(Instruction) Everything from the line containing "Pin every instance of the asphalt" down to the last line of the entries below must be transcribed exactly, and nothing else.

Records from a dataset:
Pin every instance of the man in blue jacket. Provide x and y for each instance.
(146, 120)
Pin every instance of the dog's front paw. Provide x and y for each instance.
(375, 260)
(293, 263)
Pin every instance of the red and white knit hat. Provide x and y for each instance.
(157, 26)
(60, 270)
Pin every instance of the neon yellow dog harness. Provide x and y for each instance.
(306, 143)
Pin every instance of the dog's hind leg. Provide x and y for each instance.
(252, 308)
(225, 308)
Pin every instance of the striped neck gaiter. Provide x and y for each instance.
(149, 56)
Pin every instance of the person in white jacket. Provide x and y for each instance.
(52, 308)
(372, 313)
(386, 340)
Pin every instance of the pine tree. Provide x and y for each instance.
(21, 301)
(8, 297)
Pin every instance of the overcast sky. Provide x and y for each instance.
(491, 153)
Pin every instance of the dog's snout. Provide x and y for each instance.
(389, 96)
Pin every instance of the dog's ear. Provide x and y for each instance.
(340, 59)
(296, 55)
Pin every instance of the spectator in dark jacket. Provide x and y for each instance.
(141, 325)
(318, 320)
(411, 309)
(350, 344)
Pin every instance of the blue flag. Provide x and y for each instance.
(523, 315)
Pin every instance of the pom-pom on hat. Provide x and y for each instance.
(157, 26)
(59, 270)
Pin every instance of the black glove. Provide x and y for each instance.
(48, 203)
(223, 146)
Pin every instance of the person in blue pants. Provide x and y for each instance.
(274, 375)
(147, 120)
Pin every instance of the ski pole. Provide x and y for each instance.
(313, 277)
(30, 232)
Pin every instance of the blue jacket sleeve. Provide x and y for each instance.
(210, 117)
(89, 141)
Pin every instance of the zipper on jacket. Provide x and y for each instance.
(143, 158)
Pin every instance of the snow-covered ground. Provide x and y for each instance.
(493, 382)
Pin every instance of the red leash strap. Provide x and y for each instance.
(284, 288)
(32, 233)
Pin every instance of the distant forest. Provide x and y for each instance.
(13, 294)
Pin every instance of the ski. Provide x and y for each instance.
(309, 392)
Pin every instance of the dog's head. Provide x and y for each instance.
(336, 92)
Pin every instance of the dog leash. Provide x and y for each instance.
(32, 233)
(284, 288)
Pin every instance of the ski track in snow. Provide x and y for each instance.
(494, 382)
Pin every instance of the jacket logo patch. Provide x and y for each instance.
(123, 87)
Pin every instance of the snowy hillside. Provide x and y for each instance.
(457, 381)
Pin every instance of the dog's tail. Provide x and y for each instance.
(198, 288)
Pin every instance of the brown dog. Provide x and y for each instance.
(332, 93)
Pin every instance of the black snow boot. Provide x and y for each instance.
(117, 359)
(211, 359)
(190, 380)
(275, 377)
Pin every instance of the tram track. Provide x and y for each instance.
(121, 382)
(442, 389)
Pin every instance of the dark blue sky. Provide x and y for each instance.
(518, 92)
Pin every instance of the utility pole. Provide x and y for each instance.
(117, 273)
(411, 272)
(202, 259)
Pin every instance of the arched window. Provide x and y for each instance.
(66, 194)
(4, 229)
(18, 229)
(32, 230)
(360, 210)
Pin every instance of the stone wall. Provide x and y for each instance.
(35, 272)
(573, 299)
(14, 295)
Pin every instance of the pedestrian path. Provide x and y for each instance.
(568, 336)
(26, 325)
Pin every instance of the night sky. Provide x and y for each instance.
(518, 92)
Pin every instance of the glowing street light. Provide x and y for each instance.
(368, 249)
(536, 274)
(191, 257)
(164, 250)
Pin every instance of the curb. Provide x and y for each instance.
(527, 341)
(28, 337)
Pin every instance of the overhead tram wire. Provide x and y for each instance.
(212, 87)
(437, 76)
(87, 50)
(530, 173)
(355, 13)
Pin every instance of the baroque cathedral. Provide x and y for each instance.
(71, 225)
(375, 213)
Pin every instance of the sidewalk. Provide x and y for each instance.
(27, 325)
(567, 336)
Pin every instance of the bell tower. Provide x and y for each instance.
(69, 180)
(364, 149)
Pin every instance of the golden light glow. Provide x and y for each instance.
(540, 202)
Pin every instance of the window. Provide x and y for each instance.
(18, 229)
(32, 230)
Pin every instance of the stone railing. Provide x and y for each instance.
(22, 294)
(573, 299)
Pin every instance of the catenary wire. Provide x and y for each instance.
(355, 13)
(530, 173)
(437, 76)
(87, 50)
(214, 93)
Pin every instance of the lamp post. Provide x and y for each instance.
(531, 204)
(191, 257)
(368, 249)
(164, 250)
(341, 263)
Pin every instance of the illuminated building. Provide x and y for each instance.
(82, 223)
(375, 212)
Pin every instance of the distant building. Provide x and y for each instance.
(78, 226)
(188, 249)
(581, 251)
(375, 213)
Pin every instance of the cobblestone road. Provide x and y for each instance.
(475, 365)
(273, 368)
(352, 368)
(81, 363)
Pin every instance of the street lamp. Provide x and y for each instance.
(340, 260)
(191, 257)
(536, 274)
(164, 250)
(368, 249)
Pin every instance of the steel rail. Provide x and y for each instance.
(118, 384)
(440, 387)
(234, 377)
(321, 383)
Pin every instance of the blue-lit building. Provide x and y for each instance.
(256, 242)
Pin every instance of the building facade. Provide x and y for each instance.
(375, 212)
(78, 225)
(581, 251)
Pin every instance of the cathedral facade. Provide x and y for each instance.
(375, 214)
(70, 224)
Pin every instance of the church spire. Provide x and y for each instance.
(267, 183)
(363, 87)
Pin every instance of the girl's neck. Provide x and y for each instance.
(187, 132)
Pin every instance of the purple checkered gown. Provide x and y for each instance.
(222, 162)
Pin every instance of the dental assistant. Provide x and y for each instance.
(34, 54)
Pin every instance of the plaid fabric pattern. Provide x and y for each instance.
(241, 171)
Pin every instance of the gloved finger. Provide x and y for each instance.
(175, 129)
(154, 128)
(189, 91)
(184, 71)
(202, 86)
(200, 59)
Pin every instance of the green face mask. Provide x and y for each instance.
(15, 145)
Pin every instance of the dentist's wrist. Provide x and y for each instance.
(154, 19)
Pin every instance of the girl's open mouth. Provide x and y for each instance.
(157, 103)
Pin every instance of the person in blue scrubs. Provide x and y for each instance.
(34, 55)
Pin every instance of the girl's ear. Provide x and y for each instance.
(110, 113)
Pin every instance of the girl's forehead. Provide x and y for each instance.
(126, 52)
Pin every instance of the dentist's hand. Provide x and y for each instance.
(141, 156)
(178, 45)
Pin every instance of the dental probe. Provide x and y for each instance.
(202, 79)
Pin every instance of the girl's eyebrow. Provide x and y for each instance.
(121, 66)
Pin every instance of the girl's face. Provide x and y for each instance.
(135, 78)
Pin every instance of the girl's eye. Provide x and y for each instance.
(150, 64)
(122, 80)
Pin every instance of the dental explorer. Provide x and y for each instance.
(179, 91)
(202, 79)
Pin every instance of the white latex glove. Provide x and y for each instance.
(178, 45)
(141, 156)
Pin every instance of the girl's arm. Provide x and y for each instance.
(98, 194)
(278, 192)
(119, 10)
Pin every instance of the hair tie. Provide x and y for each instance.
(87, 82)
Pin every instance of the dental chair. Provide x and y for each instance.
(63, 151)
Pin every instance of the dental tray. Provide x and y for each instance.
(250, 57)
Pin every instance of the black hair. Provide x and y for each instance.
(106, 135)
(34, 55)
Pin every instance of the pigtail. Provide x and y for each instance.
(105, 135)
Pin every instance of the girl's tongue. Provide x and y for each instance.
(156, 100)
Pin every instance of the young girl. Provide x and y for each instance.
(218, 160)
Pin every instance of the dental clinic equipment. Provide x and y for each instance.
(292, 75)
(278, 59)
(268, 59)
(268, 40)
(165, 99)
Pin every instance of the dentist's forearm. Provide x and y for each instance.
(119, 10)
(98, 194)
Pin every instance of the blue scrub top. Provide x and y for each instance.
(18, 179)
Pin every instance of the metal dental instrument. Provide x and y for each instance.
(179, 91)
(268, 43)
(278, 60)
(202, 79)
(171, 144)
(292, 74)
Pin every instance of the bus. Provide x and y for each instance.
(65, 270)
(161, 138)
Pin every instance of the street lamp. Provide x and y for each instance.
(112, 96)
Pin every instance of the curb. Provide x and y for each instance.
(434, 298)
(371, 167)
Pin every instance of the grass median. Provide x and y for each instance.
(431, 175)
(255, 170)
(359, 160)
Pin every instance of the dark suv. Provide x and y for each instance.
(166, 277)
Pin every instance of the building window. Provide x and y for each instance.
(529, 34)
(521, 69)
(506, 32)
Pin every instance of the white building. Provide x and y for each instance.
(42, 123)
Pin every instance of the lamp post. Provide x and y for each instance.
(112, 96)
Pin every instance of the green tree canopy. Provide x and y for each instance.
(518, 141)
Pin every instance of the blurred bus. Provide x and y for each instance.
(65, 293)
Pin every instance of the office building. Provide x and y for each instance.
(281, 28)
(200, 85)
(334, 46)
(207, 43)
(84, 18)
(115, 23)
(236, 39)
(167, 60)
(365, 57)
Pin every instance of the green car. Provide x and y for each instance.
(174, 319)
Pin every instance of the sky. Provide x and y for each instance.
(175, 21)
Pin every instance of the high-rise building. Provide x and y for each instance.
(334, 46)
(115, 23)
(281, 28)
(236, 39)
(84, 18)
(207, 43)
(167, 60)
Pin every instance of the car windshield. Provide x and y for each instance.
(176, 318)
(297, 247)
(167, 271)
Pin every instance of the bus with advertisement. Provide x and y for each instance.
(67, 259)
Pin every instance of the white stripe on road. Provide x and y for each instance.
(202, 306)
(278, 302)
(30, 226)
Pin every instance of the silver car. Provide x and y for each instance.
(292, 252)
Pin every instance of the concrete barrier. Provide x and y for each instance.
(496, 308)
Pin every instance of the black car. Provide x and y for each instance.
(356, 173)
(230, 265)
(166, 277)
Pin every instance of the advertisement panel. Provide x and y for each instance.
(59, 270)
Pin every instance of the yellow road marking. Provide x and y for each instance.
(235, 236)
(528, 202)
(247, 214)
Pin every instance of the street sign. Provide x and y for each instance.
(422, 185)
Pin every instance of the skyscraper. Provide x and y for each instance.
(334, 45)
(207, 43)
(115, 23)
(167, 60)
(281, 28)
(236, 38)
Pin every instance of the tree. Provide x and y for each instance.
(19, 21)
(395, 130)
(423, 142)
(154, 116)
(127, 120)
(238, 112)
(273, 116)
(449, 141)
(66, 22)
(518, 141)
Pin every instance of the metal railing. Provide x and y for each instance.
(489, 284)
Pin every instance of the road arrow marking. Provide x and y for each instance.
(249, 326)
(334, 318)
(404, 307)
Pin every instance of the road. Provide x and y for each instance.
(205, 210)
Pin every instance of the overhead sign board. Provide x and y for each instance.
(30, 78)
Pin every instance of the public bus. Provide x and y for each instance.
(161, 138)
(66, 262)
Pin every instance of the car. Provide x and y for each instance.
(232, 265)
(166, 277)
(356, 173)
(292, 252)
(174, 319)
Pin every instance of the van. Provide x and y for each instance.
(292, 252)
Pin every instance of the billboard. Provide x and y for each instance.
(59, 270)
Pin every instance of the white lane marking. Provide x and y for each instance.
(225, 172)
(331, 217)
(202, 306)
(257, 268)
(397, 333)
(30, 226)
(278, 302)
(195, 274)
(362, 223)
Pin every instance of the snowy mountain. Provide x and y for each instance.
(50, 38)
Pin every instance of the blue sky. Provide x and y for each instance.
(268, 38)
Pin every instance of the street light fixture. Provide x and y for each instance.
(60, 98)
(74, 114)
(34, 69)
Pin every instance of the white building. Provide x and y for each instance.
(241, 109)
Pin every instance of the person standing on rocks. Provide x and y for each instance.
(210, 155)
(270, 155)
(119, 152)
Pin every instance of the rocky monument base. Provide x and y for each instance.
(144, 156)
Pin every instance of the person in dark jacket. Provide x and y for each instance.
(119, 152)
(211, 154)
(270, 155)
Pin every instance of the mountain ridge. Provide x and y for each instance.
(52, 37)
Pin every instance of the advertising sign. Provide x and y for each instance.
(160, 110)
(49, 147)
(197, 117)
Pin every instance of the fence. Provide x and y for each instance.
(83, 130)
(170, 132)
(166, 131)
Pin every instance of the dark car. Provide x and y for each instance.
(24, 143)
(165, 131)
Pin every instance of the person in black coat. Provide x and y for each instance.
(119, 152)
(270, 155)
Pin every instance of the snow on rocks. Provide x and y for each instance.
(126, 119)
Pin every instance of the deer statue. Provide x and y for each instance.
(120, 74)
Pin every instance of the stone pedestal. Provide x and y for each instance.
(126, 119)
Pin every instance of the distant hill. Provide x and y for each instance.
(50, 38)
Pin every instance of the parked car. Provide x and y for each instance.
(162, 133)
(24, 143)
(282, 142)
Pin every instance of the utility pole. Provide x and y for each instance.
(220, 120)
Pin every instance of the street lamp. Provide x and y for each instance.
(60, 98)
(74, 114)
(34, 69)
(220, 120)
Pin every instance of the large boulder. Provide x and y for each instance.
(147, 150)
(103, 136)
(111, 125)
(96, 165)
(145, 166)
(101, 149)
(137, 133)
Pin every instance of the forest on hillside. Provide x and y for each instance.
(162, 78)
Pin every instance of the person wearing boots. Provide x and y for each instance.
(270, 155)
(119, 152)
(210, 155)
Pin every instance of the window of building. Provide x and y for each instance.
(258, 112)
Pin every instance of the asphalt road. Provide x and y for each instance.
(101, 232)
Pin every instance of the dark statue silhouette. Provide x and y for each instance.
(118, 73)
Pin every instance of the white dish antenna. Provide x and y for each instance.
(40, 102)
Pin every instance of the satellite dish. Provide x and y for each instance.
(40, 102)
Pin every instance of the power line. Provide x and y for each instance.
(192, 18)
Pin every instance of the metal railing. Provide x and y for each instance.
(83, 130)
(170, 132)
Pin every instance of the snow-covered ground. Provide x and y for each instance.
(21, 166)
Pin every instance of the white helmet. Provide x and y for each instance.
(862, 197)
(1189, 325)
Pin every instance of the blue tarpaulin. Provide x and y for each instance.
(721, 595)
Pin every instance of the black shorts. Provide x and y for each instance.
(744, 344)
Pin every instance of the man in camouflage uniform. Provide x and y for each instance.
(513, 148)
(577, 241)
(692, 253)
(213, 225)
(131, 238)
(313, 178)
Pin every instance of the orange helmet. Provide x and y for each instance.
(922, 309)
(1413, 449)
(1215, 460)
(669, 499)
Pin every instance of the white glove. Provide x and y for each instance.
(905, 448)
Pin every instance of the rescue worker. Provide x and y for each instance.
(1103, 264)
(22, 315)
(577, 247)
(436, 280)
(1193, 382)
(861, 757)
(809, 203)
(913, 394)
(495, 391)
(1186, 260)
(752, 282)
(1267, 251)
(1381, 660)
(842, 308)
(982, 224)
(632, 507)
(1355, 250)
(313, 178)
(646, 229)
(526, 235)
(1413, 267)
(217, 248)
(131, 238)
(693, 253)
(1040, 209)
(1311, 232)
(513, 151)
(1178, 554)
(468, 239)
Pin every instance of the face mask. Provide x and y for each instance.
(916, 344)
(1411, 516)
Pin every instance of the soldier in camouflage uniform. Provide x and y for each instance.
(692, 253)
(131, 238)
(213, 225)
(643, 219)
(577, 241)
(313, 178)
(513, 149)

(Expected answer)
Pin every instance of the asphalt road. Provide x and y for each instance.
(101, 232)
Pin every instance of the dark statue silhouette. Provide x and y for each instance.
(118, 73)
Pin every instance of the white dish antenna. Provide x and y for each instance.
(40, 102)
Pin every instance of the satellite dish. Provide x and y for each instance.
(40, 102)
Pin every instance of the power line. Provide x and y for each instance.
(192, 18)
Pin every instance of the metal railing. Provide x and y for each instance.
(83, 130)
(170, 132)
Pin every instance of the snow-covered ground. Provide x and y for each instance.
(21, 166)
Pin every instance of the white helmet. Provide x and y for each instance.
(862, 197)
(1189, 325)
Pin every instance of the blue tarpaulin. Provide x and y for each instance.
(721, 595)
Pin every instance of the black shorts. Provide x and y for each instance.
(744, 344)
Pin every instance of the man in camouflage uniform. Provide x and y for each instance.
(513, 148)
(577, 241)
(692, 253)
(213, 225)
(131, 238)
(313, 178)
Pin every instance of the orange helmet. Provide x and y for each instance.
(922, 309)
(1413, 449)
(1215, 460)
(669, 499)
Pin every instance of the white glove. Provide x and y for each instance.
(905, 448)
Pin every instance of the rescue worker. Provide x and y for each instance.
(1103, 264)
(22, 315)
(577, 247)
(436, 280)
(1193, 382)
(861, 757)
(809, 203)
(913, 394)
(495, 391)
(1186, 260)
(752, 282)
(1267, 251)
(1381, 660)
(842, 308)
(982, 224)
(632, 507)
(1355, 250)
(313, 178)
(646, 229)
(526, 235)
(1413, 267)
(217, 248)
(131, 238)
(693, 253)
(1040, 209)
(1311, 232)
(513, 151)
(1178, 554)
(468, 239)
Pin every instance of the face mask. Provide x and y for each instance.
(916, 344)
(1411, 516)
Pin every instance of the soldier in camouflage uniform. Provide x and y for each instance.
(692, 253)
(131, 238)
(213, 225)
(643, 219)
(577, 241)
(313, 178)
(513, 149)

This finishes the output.